:: Given records ::
============
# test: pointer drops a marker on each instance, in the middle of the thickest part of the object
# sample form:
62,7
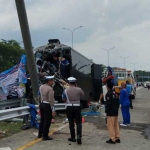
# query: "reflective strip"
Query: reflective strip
67,96
73,104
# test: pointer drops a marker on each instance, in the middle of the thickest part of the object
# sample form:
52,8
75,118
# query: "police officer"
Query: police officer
112,107
46,108
72,96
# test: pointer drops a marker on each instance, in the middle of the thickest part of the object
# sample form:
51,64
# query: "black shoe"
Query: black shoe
118,141
72,139
110,142
79,140
46,138
39,136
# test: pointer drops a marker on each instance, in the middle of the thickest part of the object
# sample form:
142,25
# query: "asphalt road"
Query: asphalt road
95,134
============
Please reproduce every line of the records above without any change, leaving the pictures out of your answer.

# test: pointer drops a marker on each instance, in the middle of the thickest part of the object
# sample form:
62,7
# query: "reflective strip"
Query: reflective strip
67,96
73,104
# test: pointer drops a marker on each instance, in the middle of the thickest part of the object
# sample form:
52,8
75,118
# query: "police officer"
Query: police officer
112,107
46,108
72,96
# test: pointer drops a marker on each instance, in the middle of the thickest part of the object
# sample form:
51,64
# query: "black shoe"
Query: black shoe
118,141
72,139
110,142
79,140
46,138
39,136
# test: pointer drops a marker on each instance, in the middle of the thickest part of the object
# sample form:
142,25
# query: "asphalt road"
Query: asphalt road
95,134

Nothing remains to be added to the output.